** Start Material for the task **
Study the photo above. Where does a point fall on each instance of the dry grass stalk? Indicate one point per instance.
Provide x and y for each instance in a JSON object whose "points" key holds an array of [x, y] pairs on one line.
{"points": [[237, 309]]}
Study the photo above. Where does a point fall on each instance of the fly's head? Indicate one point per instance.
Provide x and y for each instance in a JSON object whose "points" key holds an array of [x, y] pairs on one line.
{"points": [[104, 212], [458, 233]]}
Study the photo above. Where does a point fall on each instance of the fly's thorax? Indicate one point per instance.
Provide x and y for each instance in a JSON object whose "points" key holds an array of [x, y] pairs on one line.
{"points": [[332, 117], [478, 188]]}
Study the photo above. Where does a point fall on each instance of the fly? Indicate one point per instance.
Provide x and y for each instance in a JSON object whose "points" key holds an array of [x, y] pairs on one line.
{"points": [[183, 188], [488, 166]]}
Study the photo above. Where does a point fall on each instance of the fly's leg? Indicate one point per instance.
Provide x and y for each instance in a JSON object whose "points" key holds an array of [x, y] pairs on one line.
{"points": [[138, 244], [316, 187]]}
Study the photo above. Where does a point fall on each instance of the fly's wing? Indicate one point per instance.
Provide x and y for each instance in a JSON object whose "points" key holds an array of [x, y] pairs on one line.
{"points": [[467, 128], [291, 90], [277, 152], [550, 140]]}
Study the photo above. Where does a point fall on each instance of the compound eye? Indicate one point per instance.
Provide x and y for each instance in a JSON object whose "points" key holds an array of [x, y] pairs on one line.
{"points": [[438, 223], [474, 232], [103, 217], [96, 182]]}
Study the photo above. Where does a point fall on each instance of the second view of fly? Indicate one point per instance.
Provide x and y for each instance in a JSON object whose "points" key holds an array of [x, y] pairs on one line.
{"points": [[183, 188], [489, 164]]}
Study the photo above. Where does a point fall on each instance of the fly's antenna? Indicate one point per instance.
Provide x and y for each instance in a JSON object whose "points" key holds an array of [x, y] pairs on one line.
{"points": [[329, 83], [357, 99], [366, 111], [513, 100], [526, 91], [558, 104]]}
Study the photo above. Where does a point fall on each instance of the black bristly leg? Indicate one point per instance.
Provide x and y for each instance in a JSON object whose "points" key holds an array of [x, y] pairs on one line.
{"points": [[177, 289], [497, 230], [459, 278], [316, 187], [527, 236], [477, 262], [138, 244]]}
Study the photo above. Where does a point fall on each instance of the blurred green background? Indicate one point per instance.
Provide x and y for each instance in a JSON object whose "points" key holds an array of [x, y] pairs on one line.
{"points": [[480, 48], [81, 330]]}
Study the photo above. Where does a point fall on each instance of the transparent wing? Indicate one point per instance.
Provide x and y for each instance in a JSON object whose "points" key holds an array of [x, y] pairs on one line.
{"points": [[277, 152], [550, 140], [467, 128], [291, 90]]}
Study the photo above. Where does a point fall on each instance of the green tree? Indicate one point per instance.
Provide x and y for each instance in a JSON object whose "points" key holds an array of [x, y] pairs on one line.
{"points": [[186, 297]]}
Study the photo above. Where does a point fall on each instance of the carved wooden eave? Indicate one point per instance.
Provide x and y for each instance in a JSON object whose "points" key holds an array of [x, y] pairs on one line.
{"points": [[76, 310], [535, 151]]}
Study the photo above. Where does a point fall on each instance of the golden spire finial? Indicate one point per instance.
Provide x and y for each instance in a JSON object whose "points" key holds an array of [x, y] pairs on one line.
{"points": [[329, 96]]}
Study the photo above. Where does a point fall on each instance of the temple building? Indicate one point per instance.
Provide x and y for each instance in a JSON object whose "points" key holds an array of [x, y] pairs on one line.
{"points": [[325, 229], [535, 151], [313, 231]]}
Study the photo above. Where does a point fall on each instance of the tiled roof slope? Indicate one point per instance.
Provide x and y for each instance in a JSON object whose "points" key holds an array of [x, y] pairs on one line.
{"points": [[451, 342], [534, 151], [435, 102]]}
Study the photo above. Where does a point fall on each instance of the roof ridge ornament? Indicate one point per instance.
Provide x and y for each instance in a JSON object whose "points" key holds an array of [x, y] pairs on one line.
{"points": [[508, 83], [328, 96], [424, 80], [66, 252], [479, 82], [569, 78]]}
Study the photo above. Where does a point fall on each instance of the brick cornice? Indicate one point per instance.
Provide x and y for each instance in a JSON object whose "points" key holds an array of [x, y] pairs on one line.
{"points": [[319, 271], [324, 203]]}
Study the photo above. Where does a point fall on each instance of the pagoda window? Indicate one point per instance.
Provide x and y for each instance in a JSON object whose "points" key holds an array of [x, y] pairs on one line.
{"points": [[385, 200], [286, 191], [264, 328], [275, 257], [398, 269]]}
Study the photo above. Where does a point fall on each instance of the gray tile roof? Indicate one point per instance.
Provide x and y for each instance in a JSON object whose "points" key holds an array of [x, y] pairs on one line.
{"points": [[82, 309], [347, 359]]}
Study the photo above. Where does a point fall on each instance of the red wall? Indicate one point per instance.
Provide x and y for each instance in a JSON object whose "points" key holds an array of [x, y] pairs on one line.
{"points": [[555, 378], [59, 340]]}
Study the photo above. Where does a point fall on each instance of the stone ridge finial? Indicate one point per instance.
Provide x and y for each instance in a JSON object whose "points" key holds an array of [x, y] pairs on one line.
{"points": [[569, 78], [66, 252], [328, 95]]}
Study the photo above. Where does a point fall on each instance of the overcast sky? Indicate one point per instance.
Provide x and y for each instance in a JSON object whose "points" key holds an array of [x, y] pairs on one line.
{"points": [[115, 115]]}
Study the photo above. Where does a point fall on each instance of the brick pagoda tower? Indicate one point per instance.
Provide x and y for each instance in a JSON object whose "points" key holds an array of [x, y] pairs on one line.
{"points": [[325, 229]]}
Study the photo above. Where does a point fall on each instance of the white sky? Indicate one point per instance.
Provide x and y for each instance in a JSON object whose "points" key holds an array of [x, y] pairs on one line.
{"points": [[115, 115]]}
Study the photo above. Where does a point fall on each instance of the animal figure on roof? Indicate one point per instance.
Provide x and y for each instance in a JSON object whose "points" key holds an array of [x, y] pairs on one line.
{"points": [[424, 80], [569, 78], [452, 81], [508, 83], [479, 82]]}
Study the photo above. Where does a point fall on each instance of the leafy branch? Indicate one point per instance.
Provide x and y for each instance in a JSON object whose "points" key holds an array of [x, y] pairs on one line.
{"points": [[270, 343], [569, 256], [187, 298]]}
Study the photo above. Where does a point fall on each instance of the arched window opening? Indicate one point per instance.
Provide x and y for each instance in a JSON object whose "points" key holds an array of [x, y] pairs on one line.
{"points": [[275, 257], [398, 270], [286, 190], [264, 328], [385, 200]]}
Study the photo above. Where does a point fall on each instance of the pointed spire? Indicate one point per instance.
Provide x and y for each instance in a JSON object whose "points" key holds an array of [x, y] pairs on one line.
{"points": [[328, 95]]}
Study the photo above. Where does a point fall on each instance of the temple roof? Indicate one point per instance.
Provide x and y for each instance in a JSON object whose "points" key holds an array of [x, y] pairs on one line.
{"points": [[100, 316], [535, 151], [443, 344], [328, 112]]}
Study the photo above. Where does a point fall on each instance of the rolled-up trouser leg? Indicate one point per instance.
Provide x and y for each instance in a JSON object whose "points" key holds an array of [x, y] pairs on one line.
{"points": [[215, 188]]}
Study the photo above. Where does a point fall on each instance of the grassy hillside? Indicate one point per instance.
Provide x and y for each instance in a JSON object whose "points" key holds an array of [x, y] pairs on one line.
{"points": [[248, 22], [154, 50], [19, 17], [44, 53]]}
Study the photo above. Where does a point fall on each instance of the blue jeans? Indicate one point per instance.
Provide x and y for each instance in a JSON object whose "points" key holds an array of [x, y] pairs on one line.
** End Material for the task **
_Do this_.
Exactly as written above, please repeat the entries.

_Answer for the task_.
Study the photo above. Where does a point fall on each instance of the dry grass stalk? Indicate one point per instance.
Provide x and y for each instance in a JSON object whose "points" key holds an array of [x, y] pairs on one line.
{"points": [[237, 309]]}
Study the photo above. Where does a point fall on each instance of the fly's head? Indicate one point per instance.
Provide x and y for each instance in a JSON object whose "points" key holds an array of [x, y] pairs on one line.
{"points": [[104, 212], [458, 233]]}
Study the photo above. Where does a point fall on each instance of the fly's thorax? Indicate one point per instance.
Provide x and y for each instance in a JSON object whose "points" key holds an array of [x, y] pairs on one line.
{"points": [[332, 117], [478, 188]]}
Study the photo above. Where does a point fall on each instance of the fly? Indicate one point per instance.
Provide x and y for each instance in a JSON object whose "points" key holds an array of [x, y] pairs on one line.
{"points": [[183, 188], [488, 166]]}
Study the photo above. Where does a point fall on each instance of the fly's leg? Indicate one point per instance.
Provide x and y for each instance in a JSON object whose "points" key holds an array of [x, y] pairs on one line.
{"points": [[138, 244], [316, 187]]}
Study the photo above. Where does a point fall on each instance of the fly's wing? Indicate one point per instance.
Provide x and y for each instance in a JSON object whose "points" key holds an array of [x, y] pairs on one line.
{"points": [[467, 128], [291, 90], [277, 152], [550, 140]]}
Study the photo above. Where does a point fall on each instance of the compound eye? Indicate one point per instance.
Provide x and y for each instance in a JSON object whose "points" key holds an array of [x, y] pairs on one line.
{"points": [[438, 223], [474, 232], [103, 217], [96, 182]]}
Study the photo above. Where does a point fall on each instance of the second view of fly? Indicate one point per instance.
Provide x and y for each instance in a JSON object whose "points" key holds an array of [x, y] pairs on one line.
{"points": [[183, 188], [489, 164]]}
Study the photo above. Where does a point fall on each instance of the fly's antenna? Indicate one point per instance.
Provide x and y for each instance in a JSON object whose "points" key holds an array of [x, y] pairs on one line.
{"points": [[329, 83], [357, 99], [366, 111], [513, 100], [526, 91], [558, 104]]}
Study the photo above. Where does a point fall on each instance of the black bristly leg? Indicate one point per instance.
Provide x and y for each instance in a JSON object whose "points" key holds an array of [x, y] pairs on one line.
{"points": [[177, 289], [497, 230], [459, 278], [316, 187], [527, 236], [477, 262], [138, 244]]}
Study the photo above. Where does a point fall on each instance of the blurred green background? Indicate one point per instance.
Provide x and y for each instance in a JSON object whose "points" key holds an array of [x, y] pairs on one line.
{"points": [[480, 48], [81, 330]]}
Study the photo above. Where does a point fall on each instance of the transparent wing? Indicate one point per instance.
Provide x and y for each instance in a JSON object whose "points" key holds an array of [x, y] pairs on one line.
{"points": [[277, 152], [550, 140], [467, 128], [291, 90]]}
Study the photo above. Where does a point fall on each instance of the green tree? Indicate one point per instance.
Provide x and y for each instance in a JSON object whose "points" key holds an array of [x, y] pairs on one line.
{"points": [[186, 297]]}
Study the photo above. Where does a point fall on each instance of the carved wooden eave? Indicate one point per instance.
Provide x and y for each instance in a JSON object whose "points" key holds an array of [x, y] pairs on one line.
{"points": [[76, 310], [535, 151]]}
Study the photo above. Where does a point fall on each instance of the golden spire finial? Indicate one point per instance.
Provide x and y for each instance in a JSON object whose "points" key holds an array of [x, y] pairs on one line.
{"points": [[329, 96]]}
Study the photo above. Where does a point fall on each instance of the temple building? Indicate one point per instance.
Provide x and y for each instance in a JSON object whose "points" key holds an array of [x, y] pairs on one line.
{"points": [[325, 229], [535, 151], [313, 231]]}
Study the photo above. Where does a point fall on each instance of the tiled roof slope? Indicate one point per instance.
Provide x and y for each instance in a JSON object whose "points" key holds an array of [x, y] pairs on one line.
{"points": [[451, 342], [534, 151], [435, 102]]}
Study the photo above. Where does a point fall on each instance of the roof ridge ornament? Indicate one point per instance.
Provide x and y for each instance in a JSON object whose "points" key holds an array of [x, y] pairs on one line.
{"points": [[508, 83], [328, 96], [424, 80], [66, 252], [479, 82], [569, 78]]}
Study the photo above. Where does a point fall on each instance of the brick cornice? Indicate one point per instance.
Provide x and y for each instance in a JSON object whose "points" key holds an array of [x, y] pairs on one line.
{"points": [[319, 271], [324, 203]]}
Study the photo above. Where does a point fall on each instance of the pagoda window? Indicate one point per instance.
Provide x and y for each instance in a JSON object whose "points" key holds an array of [x, y] pairs on one line.
{"points": [[385, 200], [286, 191], [264, 328], [275, 257], [398, 269]]}
Study the photo above. Where does a point fall on each instance of the gray tile roof? Indicate one point per instance.
Provide x and y for each instance in a JSON object whose "points" key holds an array of [x, y] pairs on one line.
{"points": [[82, 309], [347, 359]]}
Study the photo above. Where does a point fall on each instance of the red wall? Indicate one point per instance.
Provide x and y for each instance in a JSON object whose "points" key holds an array of [x, y] pairs on one line.
{"points": [[555, 378], [59, 340]]}
Study the photo above. Where does a point fall on each instance of the stone ridge finial? Indicate one point per instance.
Provide x and y for each instance in a JSON object whose "points" key holds an array of [x, y] pairs on one line.
{"points": [[569, 78], [66, 252], [328, 95]]}
Study the photo above. Where does a point fall on each instance of the overcast sky? Indicate one point per instance.
Provide x and y for each instance in a JSON object whose "points" key holds an array of [x, y] pairs on one line.
{"points": [[115, 115]]}
Study the photo above. Where does a point fall on each instance of the brick pagoda tower? Indicate one point per instance.
Provide x and y for each instance in a JSON object whose "points" key holds an array of [x, y] pairs on one line.
{"points": [[325, 229]]}
Study the photo above. Where does a point fall on each instance of the white sky? Indicate one point per instance.
Provide x and y for each instance in a JSON object whose "points" key holds an array of [x, y] pairs on one line.
{"points": [[115, 115]]}
Study the photo above. Where does a point fall on each instance of the animal figure on roof? Indicate one point per instance.
Provide x and y for each instance in a JSON object whose "points" key holds an array of [x, y] pairs on one line.
{"points": [[424, 80], [569, 78], [452, 81], [508, 83], [479, 82]]}
Study the photo above. Where does a point fall on each instance of the leafy branch? Indicate one point per instance.
Provide x and y for each instance in a JSON object whose "points" key holds an array of [x, y] pairs on one line.
{"points": [[270, 343], [569, 256], [187, 298]]}
Study the photo above. Where does a point fall on each instance of the arched window opening? Indicate one point per instance.
Provide x and y for each instance in a JSON object whose "points" key holds an array of [x, y] pairs on one line.
{"points": [[275, 257], [398, 270], [286, 190], [264, 328], [385, 200]]}
Study the photo above. Where does a point fall on each instance of the pointed spire? Indicate one point per instance.
Provide x and y for each instance in a JSON object whose "points" key holds an array of [x, y] pairs on one line.
{"points": [[328, 95]]}
Study the photo above. Where does a point fall on each instance of the temple roof? Indicate one point per instance.
Provide x and y for each instance in a JSON object whose "points" key holds an array of [x, y] pairs on one line.
{"points": [[100, 316], [535, 151], [443, 344], [328, 112]]}
Study the photo above. Where does a point fall on each instance of the rolled-up trouser leg? Indicate one point per instance.
Provide x and y for each instance in a JSON object whose "points" key holds an array of [x, y] pairs on one line.
{"points": [[215, 188]]}
Study the photo above. Where does a point fall on each instance of the grassy hillside? Indicate one point per instance.
Provide x and y for each instance in a JSON object whose "points" key holds an array of [x, y] pairs on one line.
{"points": [[248, 22], [154, 50], [19, 17], [44, 53]]}
Study the photo above. Where does a point fall on each instance of the blue jeans? Indicate one point per instance.
Provide x and y for each instance in a JSON object whose "points" key holds an array of [x, y] pairs on one line.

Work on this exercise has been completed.